## GIVEN EXERCISE
Copy out the records word for word, beginning with the line that contains "of the skeleton" and continuing through the last line of the records, both ends included. Leave the pictures out.

## SUPPLIED DATA
⟨

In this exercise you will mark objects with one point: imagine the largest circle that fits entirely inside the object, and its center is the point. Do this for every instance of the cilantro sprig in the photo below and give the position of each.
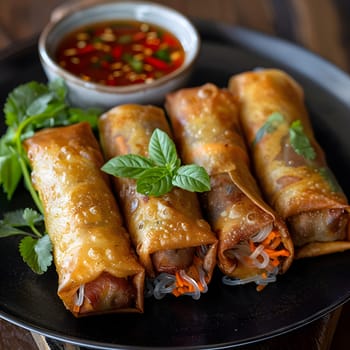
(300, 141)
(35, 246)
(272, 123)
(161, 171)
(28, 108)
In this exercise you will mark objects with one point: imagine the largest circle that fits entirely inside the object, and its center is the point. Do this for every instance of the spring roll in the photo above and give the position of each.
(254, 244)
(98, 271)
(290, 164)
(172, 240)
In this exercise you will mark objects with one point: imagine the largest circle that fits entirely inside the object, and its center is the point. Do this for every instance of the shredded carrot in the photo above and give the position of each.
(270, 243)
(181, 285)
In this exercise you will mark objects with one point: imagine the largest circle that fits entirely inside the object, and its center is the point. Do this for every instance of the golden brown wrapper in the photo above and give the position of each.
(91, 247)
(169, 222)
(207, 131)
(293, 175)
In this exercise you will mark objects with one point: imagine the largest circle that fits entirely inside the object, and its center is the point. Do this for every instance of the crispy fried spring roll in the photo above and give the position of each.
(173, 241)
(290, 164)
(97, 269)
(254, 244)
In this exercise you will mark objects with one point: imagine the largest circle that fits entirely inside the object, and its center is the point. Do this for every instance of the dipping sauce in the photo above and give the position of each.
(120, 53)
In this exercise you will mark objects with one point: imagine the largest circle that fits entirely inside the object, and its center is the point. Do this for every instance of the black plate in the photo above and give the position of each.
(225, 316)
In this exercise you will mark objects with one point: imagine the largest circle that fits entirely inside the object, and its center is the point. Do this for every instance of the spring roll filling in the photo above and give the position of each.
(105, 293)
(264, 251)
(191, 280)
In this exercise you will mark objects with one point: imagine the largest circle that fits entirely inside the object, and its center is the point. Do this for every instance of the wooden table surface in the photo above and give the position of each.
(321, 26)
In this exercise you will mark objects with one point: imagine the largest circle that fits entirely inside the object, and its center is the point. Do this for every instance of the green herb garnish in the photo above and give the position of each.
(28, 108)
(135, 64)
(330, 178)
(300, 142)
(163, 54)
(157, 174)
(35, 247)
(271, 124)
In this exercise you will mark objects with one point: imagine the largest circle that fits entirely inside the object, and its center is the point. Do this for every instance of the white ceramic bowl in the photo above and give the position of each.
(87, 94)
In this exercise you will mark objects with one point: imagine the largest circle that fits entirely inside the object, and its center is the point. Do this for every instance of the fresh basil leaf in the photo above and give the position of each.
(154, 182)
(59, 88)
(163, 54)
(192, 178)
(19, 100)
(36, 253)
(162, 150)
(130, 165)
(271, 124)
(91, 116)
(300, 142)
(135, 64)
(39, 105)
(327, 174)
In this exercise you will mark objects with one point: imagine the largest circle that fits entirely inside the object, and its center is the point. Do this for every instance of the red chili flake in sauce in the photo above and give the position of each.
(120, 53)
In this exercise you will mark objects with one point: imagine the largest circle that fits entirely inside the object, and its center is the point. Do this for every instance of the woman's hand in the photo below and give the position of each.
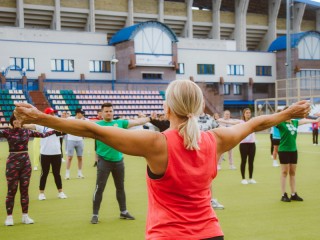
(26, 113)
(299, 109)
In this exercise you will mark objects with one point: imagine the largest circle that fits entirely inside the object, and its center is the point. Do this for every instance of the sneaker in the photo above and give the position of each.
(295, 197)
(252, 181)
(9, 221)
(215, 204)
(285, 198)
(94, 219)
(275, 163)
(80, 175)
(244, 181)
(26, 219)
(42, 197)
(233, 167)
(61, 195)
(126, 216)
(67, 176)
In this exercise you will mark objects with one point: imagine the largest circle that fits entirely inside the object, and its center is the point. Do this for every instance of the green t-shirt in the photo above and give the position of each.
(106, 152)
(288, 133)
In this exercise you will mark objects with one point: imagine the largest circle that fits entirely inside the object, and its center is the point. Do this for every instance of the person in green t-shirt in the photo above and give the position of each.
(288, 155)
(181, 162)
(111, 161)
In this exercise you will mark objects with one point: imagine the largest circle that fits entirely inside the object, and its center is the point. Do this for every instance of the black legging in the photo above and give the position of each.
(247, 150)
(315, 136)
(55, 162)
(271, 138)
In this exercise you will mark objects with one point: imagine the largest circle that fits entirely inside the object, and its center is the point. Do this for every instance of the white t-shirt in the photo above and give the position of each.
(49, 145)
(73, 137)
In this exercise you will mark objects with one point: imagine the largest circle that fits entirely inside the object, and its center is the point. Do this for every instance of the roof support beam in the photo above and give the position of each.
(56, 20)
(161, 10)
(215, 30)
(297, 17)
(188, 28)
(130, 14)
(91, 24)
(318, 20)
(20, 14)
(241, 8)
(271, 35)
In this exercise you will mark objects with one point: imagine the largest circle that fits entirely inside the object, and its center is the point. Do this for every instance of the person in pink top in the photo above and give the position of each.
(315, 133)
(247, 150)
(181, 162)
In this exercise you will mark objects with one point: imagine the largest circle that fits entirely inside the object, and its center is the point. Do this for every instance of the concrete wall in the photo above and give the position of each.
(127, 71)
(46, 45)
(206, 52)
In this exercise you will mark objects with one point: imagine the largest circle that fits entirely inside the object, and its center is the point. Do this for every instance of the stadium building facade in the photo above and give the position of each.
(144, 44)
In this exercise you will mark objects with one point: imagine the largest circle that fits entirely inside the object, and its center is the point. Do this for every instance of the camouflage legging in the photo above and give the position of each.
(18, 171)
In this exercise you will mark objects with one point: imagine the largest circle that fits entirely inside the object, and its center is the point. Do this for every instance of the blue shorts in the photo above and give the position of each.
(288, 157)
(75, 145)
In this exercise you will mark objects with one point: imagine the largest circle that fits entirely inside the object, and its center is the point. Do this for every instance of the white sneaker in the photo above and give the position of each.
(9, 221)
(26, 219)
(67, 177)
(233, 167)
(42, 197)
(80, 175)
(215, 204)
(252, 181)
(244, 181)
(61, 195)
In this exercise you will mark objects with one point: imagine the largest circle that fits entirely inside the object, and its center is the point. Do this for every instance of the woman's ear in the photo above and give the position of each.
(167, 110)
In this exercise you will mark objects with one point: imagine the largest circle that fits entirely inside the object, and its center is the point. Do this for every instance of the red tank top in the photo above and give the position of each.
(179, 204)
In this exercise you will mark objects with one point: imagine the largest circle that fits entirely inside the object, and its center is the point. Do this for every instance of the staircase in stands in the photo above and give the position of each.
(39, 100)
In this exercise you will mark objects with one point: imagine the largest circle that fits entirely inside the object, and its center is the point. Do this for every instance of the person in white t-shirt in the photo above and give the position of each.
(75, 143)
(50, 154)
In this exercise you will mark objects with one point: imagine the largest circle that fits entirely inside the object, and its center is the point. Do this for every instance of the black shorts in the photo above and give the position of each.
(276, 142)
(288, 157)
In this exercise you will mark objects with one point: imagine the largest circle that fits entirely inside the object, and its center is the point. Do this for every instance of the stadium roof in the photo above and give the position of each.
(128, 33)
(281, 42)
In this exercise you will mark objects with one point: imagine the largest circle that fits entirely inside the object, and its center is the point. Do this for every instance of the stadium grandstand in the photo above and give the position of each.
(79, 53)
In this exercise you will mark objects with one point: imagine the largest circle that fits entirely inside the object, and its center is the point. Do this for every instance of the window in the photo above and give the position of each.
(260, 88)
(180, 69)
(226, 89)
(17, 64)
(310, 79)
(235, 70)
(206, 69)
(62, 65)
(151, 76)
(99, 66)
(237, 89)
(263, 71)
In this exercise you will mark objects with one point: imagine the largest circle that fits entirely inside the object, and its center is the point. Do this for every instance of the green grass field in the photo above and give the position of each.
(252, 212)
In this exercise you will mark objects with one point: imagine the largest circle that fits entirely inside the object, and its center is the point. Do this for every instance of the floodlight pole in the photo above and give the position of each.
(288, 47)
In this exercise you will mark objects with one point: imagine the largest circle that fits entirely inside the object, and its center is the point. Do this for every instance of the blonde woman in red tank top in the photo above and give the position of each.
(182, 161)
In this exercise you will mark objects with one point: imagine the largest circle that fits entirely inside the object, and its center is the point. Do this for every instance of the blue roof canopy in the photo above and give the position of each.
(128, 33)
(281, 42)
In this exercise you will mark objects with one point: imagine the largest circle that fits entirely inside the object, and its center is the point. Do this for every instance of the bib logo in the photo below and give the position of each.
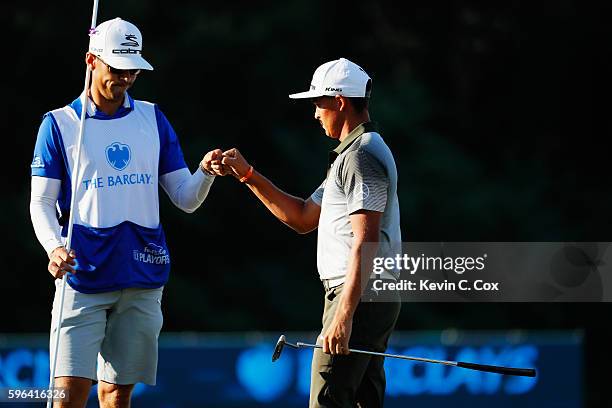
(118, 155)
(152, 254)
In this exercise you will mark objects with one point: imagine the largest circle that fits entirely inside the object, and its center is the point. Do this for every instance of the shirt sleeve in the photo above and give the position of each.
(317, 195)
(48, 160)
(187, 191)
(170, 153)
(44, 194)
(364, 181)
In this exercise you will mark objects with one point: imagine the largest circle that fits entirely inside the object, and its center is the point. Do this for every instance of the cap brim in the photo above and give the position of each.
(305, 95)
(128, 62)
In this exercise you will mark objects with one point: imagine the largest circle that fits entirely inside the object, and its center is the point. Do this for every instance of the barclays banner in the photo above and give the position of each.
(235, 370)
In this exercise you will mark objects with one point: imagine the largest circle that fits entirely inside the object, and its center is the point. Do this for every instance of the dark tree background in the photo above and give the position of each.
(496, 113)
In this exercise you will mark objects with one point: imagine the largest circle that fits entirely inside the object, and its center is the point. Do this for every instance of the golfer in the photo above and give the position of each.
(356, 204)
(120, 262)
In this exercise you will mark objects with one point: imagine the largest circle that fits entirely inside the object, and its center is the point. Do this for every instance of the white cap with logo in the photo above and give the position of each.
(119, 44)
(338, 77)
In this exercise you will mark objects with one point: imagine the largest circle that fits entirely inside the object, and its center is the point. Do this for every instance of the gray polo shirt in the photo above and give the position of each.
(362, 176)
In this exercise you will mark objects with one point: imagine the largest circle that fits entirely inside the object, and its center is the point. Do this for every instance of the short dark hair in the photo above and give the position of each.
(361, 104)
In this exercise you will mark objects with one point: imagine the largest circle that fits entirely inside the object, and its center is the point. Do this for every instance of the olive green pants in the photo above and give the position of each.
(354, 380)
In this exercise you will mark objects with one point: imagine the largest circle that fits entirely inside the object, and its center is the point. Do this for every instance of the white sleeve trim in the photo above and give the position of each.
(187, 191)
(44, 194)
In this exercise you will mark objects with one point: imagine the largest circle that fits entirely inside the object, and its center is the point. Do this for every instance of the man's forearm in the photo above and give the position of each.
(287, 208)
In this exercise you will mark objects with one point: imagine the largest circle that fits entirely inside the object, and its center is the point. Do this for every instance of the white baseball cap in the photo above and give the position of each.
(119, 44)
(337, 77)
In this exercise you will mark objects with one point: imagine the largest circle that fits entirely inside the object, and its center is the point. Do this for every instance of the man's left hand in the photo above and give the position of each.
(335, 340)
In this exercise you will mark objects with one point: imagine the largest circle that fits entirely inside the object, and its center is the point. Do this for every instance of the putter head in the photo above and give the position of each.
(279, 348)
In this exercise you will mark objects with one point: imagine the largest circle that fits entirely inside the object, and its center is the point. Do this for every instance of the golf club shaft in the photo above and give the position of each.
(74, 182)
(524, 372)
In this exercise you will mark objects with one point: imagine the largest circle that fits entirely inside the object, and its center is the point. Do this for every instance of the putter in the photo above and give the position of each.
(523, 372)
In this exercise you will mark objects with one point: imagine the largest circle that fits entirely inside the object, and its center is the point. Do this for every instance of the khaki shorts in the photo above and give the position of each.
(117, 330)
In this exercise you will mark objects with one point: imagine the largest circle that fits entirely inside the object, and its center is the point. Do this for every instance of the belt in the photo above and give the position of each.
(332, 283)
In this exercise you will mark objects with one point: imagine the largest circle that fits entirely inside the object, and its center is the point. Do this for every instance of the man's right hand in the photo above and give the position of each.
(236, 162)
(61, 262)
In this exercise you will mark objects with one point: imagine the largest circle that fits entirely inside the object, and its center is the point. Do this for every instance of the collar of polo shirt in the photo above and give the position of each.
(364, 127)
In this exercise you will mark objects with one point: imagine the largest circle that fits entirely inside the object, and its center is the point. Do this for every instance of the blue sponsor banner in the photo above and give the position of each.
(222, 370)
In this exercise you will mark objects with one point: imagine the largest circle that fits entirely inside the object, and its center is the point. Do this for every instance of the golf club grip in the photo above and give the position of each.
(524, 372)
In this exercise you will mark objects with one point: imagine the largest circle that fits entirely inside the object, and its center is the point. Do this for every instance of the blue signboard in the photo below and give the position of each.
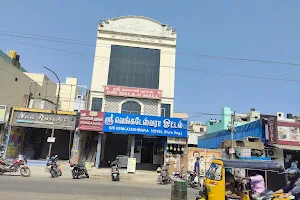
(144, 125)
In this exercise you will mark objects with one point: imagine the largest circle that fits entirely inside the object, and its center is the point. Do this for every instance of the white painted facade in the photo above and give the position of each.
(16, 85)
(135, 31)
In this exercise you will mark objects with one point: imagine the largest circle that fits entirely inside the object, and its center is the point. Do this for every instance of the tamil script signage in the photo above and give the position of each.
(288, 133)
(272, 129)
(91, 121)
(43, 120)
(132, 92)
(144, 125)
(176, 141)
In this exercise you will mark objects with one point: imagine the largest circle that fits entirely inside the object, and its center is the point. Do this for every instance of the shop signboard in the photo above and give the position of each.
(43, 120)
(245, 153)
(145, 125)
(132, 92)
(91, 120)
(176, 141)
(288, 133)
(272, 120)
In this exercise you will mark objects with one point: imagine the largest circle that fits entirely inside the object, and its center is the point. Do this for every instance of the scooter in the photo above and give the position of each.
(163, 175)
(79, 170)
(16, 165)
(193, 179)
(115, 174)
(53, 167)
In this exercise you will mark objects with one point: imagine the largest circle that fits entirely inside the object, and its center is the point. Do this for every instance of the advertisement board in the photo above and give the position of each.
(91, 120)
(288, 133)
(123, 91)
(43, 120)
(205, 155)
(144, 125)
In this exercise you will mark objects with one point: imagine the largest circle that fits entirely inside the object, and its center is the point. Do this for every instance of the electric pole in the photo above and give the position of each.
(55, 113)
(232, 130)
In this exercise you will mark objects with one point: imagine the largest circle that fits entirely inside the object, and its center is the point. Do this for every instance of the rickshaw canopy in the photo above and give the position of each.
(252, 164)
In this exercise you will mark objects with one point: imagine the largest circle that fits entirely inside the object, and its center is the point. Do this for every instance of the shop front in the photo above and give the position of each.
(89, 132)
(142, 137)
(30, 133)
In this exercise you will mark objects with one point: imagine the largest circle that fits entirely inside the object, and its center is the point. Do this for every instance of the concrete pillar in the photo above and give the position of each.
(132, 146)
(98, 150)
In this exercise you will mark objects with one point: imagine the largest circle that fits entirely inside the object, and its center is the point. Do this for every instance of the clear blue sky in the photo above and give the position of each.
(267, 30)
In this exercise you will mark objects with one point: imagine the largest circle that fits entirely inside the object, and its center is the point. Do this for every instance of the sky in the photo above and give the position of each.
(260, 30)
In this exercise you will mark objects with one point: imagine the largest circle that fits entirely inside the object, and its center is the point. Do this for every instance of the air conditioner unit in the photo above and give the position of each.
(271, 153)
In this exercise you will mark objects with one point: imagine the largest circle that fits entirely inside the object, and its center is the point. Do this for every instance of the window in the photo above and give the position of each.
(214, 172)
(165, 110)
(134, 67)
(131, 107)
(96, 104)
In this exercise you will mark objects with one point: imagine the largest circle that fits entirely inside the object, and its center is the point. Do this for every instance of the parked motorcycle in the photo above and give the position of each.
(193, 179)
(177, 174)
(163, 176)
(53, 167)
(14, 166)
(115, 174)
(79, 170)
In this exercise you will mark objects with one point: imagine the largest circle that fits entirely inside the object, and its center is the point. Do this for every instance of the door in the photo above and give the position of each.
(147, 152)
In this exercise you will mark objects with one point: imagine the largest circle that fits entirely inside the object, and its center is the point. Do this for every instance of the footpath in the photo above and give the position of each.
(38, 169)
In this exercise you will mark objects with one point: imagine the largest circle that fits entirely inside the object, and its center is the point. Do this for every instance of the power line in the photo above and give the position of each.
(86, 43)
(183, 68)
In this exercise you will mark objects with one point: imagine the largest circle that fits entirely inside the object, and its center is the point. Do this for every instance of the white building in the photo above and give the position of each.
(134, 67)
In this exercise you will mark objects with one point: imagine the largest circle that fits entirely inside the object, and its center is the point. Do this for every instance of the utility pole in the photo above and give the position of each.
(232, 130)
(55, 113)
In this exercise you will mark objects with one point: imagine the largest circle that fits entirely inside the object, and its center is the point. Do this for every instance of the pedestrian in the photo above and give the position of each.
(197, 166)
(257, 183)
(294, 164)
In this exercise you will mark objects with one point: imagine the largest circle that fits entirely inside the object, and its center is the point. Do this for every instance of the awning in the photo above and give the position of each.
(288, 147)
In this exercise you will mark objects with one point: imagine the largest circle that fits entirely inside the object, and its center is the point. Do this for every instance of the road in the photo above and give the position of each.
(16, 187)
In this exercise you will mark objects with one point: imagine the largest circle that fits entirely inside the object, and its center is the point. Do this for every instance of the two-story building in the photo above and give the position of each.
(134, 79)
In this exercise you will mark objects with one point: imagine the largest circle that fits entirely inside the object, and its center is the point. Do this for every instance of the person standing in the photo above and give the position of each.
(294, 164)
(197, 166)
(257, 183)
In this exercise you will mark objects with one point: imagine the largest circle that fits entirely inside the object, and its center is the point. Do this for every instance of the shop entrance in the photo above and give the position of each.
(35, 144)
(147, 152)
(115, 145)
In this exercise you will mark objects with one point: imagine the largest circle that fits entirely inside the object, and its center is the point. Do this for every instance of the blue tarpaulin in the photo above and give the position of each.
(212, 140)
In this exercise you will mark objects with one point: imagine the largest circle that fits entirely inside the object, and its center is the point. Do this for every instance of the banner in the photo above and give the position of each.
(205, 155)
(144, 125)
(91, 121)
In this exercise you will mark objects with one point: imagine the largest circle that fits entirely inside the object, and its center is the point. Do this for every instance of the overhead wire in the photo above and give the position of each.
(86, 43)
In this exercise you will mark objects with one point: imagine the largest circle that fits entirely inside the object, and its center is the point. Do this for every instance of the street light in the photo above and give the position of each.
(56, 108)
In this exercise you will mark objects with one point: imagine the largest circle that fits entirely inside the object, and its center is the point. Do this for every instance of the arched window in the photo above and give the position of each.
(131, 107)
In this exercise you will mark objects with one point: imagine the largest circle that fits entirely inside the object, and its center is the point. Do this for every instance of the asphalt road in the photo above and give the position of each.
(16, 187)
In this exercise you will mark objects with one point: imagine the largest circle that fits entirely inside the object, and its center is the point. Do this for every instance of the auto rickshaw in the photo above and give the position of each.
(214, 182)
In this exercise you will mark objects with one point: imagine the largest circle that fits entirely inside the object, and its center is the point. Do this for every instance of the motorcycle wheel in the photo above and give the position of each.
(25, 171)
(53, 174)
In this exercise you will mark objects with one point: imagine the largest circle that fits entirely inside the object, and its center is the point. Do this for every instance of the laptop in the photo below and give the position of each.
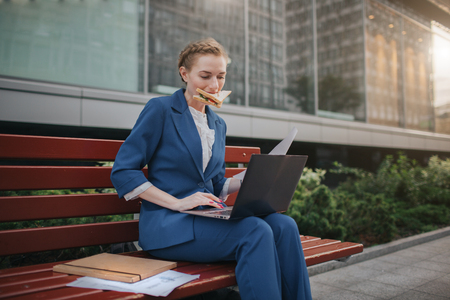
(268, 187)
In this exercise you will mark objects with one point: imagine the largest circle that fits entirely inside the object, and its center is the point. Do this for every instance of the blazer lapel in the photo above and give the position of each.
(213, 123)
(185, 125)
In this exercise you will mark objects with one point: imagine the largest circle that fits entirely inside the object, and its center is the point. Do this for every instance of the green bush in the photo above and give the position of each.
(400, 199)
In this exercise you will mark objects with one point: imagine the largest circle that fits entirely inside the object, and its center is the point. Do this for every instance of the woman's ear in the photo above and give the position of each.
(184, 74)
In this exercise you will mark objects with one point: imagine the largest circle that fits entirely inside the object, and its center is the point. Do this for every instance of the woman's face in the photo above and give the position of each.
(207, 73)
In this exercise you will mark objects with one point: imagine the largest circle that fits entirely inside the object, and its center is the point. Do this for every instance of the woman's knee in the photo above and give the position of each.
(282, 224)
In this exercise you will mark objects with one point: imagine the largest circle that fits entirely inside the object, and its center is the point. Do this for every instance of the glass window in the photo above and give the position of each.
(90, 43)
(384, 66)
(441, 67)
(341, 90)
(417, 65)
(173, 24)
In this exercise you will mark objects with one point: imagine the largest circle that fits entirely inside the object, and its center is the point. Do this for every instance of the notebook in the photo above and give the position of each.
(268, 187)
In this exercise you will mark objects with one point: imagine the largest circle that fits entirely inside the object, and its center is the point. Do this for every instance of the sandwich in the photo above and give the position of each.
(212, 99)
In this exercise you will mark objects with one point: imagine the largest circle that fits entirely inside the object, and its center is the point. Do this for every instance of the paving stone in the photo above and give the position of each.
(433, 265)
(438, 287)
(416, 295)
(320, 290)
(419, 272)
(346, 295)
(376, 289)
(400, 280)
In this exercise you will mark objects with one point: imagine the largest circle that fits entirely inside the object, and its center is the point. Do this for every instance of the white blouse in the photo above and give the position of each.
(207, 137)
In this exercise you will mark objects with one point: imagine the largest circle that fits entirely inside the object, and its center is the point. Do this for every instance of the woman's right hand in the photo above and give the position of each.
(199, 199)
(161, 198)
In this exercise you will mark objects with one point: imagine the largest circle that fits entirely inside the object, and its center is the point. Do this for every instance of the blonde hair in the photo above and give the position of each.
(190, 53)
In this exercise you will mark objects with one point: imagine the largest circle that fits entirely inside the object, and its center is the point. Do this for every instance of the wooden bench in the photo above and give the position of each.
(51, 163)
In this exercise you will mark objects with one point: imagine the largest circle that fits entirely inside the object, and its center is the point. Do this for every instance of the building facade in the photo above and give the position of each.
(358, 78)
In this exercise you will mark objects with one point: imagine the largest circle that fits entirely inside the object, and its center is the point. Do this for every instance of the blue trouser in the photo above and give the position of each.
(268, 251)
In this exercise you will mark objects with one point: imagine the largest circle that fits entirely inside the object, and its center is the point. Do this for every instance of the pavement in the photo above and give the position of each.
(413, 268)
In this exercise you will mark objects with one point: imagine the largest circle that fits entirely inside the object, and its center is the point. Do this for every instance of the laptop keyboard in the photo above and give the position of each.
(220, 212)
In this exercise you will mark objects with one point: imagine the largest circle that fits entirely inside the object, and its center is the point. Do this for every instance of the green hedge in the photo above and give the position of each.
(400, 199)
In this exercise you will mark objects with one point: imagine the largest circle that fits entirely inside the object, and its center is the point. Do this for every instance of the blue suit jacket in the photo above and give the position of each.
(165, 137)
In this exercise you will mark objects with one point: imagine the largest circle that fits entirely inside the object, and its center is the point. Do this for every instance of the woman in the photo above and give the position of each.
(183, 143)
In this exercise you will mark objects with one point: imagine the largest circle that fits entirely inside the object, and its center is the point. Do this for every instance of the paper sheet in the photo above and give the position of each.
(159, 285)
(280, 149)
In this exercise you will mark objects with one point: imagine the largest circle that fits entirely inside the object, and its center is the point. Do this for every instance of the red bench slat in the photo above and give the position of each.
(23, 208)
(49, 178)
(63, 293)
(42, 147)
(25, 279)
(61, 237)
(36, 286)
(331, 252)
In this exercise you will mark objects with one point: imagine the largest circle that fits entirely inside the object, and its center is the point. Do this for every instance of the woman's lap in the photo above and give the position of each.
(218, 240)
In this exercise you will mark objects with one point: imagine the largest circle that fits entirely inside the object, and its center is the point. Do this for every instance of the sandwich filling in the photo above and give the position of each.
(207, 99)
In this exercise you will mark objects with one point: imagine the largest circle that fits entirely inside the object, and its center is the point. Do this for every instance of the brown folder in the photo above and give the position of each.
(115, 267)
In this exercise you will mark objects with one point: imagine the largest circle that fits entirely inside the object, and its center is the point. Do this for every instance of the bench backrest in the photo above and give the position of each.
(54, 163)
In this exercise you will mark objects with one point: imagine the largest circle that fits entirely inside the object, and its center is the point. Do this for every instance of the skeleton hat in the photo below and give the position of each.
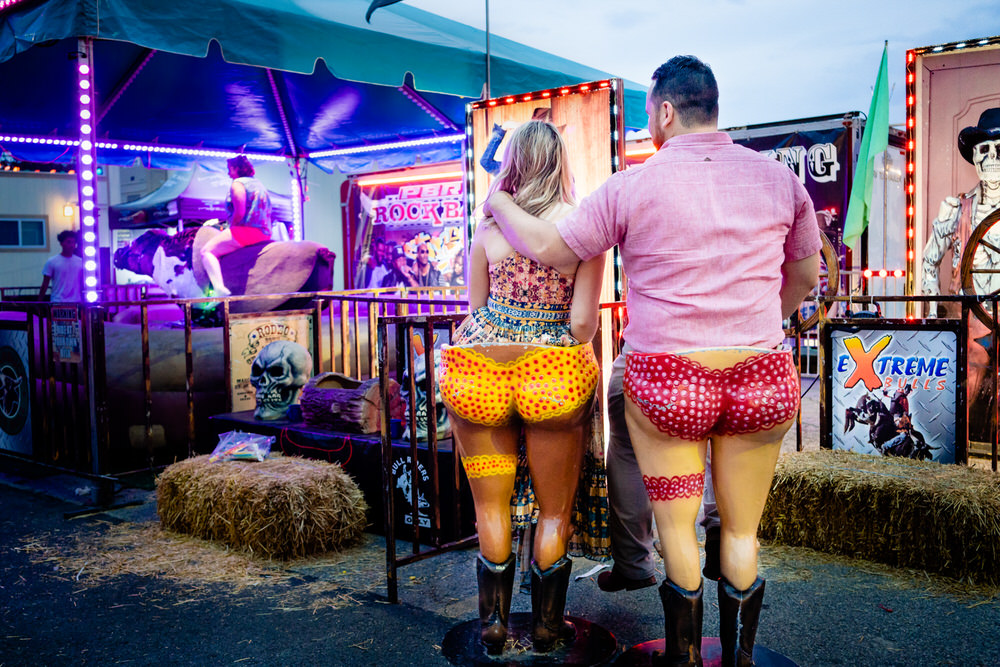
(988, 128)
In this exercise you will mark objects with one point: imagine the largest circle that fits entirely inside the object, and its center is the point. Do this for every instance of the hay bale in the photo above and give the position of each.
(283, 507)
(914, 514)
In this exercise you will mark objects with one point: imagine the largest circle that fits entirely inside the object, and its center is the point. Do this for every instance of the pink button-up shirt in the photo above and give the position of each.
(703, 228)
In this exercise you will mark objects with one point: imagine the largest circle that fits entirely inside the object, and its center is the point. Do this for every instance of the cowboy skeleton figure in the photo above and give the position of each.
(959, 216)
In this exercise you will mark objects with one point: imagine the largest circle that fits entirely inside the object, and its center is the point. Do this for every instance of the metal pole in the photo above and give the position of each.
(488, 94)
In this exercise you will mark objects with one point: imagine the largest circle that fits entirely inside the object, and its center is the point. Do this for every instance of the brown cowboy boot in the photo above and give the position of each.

⟩

## THE RESULT
In this exercise you will mark objects with one point: imagine the largest circle that fits entirely inside the object, and its center is the point. Do this for every instance of the skeleton hat in the photo below and give the position of each.
(988, 128)
In this exercise you will mark objects with one point: imagine the largest circle that fits entirely inside the object, and its center is the point. Do this for every instance of the hay bale in the photo above and give the position of each.
(283, 507)
(914, 514)
In this exercise you will mark objects with one point: imagine the largest circle that fits entirely inside the object, and its center is the point. Do this for every instance of the pink button-up shirt in the photo above and give the position of each.
(703, 228)
In this exercise you will mark objects with one point: imagine the largest circle that fits entirely inside the object, and its center is the point. Do this for every instance of the cowboy skeleton figure in the photo above and give the position of each.
(959, 216)
In this exercise you will mark objects with one point: imagine the largest circle that fits entirely inside the object, and its center is the point. Do this for every instance of the metal pole in the photo above and give the position of each.
(488, 94)
In this exercise you will mark objects with one point: imagine the largest circle that fits entirely inside the object, and its center is the point. Do this for every instance of the brown cowboy boot in the photo above and give the position of each.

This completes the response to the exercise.